### AIM
Reproduce every one of the lines below without alteration, omitting the pictures.

### RECORDS TO PROCESS
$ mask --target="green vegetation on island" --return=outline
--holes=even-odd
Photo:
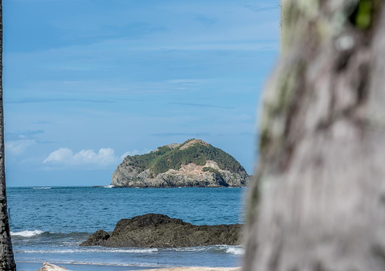
[[[236,173],[244,170],[243,167],[235,158],[210,144],[205,145],[196,143],[188,148],[182,148],[193,140],[189,140],[173,149],[164,146],[149,153],[127,157],[126,160],[128,162],[126,165],[138,168],[139,172],[150,169],[154,177],[170,169],[177,170],[181,168],[181,165],[191,163],[204,166],[207,160],[216,162],[221,169]],[[212,170],[213,171],[211,171]],[[218,170],[212,168],[209,168],[204,171],[208,170],[216,173],[218,173]]]

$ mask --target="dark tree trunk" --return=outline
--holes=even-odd
[[[385,270],[384,5],[285,0],[244,270]]]
[[[16,270],[8,224],[4,155],[3,107],[3,5],[0,0],[0,270]]]

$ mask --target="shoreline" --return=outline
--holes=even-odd
[[[40,268],[44,262],[28,262],[16,261],[16,268],[18,271],[35,271]],[[184,270],[186,271],[239,271],[240,267],[207,267],[205,266],[151,266],[115,264],[103,264],[92,263],[62,263],[54,262],[48,262],[56,266],[63,267],[68,270],[73,271],[130,271],[131,270],[144,270],[149,271],[157,269],[161,269],[165,271],[176,271]]]
[[[17,271],[25,270],[25,271],[36,271],[42,267],[45,262],[20,261],[16,261],[16,268]],[[54,261],[49,261],[50,263],[57,265],[69,270],[81,271],[89,270],[94,271],[97,270],[101,271],[129,271],[129,270],[147,270],[149,269],[160,269],[162,268],[174,268],[170,266],[142,266],[129,265],[102,264],[92,263],[61,263]],[[174,267],[178,268],[178,267]]]

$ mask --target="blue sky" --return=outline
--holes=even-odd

### REPLY TO THE TASK
$ mask --target="green vegetation on island" --return=outline
--holes=even-odd
Photo:
[[[236,173],[244,170],[243,167],[235,158],[210,144],[205,145],[196,143],[188,148],[182,148],[193,140],[189,140],[173,149],[164,146],[149,153],[127,157],[126,160],[128,162],[126,165],[138,168],[139,172],[150,169],[154,177],[170,169],[177,170],[181,168],[181,165],[191,163],[204,166],[207,160],[216,162],[221,169]],[[212,170],[213,171],[211,171]],[[218,170],[212,168],[209,168],[204,171],[208,170],[216,173],[218,173]]]

$ mask --target="dark tree trunk" --return=outline
--holes=even-odd
[[[385,270],[384,5],[285,0],[244,270]]]
[[[16,270],[8,224],[4,155],[3,107],[3,5],[0,0],[0,270]]]

$ mask --target="shoreline" --return=outline
--holes=even-odd
[[[40,268],[44,262],[28,262],[16,261],[16,268],[18,271],[35,271]],[[184,270],[186,271],[239,271],[240,267],[207,267],[205,266],[151,266],[115,264],[103,264],[92,263],[62,263],[54,262],[48,262],[56,266],[63,267],[68,270],[73,271],[130,271],[131,270],[144,270],[149,271],[157,269],[161,269],[165,271],[176,271]]]
[[[17,271],[25,270],[25,271],[36,271],[42,267],[45,262],[20,261],[16,261],[16,268]],[[54,261],[49,261],[50,263],[57,265],[69,270],[81,271],[89,270],[94,271],[97,270],[101,271],[129,271],[129,270],[147,270],[149,269],[160,269],[162,268],[174,268],[170,266],[142,266],[129,265],[102,264],[92,263],[61,263]],[[174,267],[178,268],[178,267]]]

$ mask --target="blue sky" --return=outline
--holes=even-odd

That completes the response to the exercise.